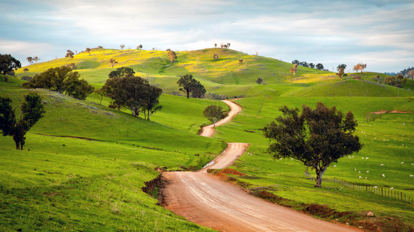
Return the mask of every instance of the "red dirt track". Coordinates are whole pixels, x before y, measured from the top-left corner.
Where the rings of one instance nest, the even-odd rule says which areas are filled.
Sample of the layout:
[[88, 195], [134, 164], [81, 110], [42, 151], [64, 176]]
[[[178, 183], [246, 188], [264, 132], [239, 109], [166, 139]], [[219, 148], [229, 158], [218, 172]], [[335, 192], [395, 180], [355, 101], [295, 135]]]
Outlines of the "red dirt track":
[[[233, 111], [232, 117], [229, 116], [231, 118], [241, 111], [238, 105], [228, 101], [224, 102]], [[229, 166], [244, 153], [249, 145], [242, 143], [228, 144], [222, 155], [214, 161], [214, 163], [197, 172], [163, 174], [168, 181], [162, 192], [166, 208], [190, 221], [221, 231], [361, 231], [314, 218], [273, 204], [249, 195], [247, 190], [207, 174], [208, 168], [224, 168]]]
============================================================
> **SHORT TASK**
Please write out these records again with every "instance" replaced by "object" and everything else unchanged, leaving out the pictures.

> **RESPONSE TO THIS EXERCISE**
Return the mask of every object of the "red dirt track". Coordinates are whole pixels, x before y, measured from the top-left corner.
Where the rings of one object nest, the even-odd rule says which areas are filled.
Sample of the layout:
[[88, 195], [134, 164], [81, 110], [42, 151], [64, 176]]
[[[178, 183], [246, 188], [264, 132], [239, 109], [166, 139]], [[219, 148], [229, 158], [218, 172]], [[335, 192], [395, 180], [355, 101], [295, 135]]]
Outlines of the "red dirt track":
[[[233, 111], [232, 117], [229, 116], [231, 118], [241, 111], [238, 105], [228, 101], [224, 102]], [[229, 166], [244, 153], [249, 145], [242, 143], [228, 144], [222, 155], [214, 161], [214, 163], [197, 172], [163, 174], [168, 181], [162, 192], [166, 208], [190, 221], [221, 231], [361, 231], [314, 218], [273, 204], [249, 195], [247, 190], [207, 174], [208, 168], [224, 168]]]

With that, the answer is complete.